▸ **Problem statement**: Identify every line in the listing that contains the string "pavement" and copy each such line.

▸ **Extracted information**:
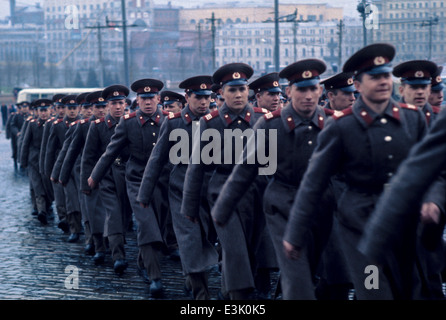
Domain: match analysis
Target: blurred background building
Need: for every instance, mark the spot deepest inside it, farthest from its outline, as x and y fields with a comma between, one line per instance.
x=92, y=43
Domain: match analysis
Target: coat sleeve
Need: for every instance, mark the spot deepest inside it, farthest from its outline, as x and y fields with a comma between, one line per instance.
x=240, y=179
x=74, y=149
x=24, y=152
x=61, y=156
x=407, y=188
x=50, y=155
x=117, y=143
x=90, y=155
x=158, y=159
x=324, y=163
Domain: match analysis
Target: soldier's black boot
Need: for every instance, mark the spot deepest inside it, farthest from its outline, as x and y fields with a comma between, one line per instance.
x=42, y=218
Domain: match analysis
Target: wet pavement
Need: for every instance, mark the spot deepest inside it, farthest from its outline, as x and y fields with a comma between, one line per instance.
x=37, y=262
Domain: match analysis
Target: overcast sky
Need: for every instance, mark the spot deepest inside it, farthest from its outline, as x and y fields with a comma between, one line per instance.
x=348, y=5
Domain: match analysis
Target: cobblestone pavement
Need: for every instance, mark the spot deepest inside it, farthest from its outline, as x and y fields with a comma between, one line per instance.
x=36, y=262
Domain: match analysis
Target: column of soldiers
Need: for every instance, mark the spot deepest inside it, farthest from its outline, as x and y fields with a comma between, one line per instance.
x=306, y=213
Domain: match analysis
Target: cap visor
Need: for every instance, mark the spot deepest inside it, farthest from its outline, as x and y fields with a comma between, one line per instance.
x=116, y=98
x=348, y=89
x=380, y=69
x=238, y=82
x=203, y=92
x=307, y=83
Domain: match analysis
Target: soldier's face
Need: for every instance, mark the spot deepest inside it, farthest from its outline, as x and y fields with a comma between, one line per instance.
x=87, y=112
x=72, y=111
x=236, y=97
x=415, y=94
x=61, y=110
x=99, y=111
x=174, y=107
x=268, y=100
x=44, y=114
x=148, y=105
x=436, y=98
x=341, y=100
x=116, y=108
x=375, y=88
x=198, y=104
x=304, y=100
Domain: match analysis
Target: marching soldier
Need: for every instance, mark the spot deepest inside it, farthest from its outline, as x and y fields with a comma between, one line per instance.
x=297, y=127
x=364, y=144
x=112, y=189
x=55, y=144
x=267, y=92
x=56, y=191
x=15, y=125
x=340, y=91
x=437, y=86
x=139, y=131
x=236, y=236
x=415, y=86
x=70, y=168
x=30, y=157
x=197, y=251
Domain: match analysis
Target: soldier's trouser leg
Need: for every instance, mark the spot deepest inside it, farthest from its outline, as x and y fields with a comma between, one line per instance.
x=150, y=259
x=59, y=199
x=88, y=235
x=74, y=220
x=99, y=243
x=116, y=243
x=199, y=285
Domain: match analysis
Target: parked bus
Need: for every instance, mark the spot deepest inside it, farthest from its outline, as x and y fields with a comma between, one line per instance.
x=30, y=94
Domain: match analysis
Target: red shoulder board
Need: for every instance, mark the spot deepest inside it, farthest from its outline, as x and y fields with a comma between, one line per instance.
x=436, y=109
x=272, y=115
x=130, y=115
x=339, y=114
x=99, y=120
x=211, y=115
x=260, y=110
x=408, y=106
x=174, y=115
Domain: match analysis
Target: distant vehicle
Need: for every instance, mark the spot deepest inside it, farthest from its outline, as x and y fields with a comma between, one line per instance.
x=30, y=94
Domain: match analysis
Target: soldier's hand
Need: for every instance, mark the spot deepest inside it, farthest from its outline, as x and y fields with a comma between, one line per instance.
x=193, y=219
x=144, y=205
x=430, y=213
x=291, y=251
x=91, y=183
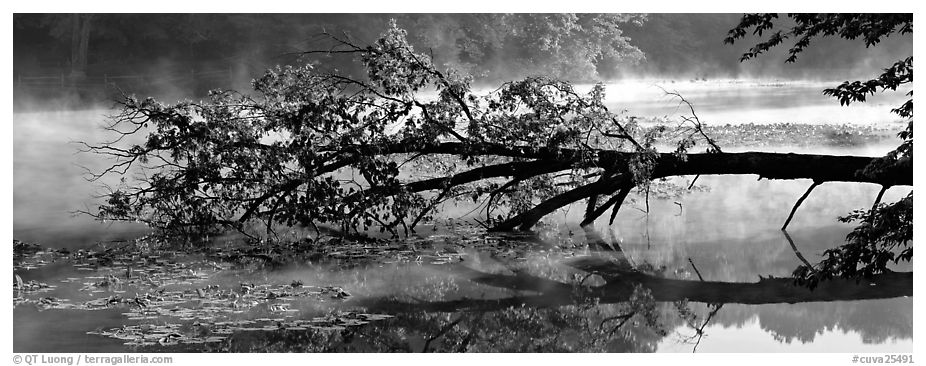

▸ **Right answer**:
Target: wet pavement
Target: cobblestone pavement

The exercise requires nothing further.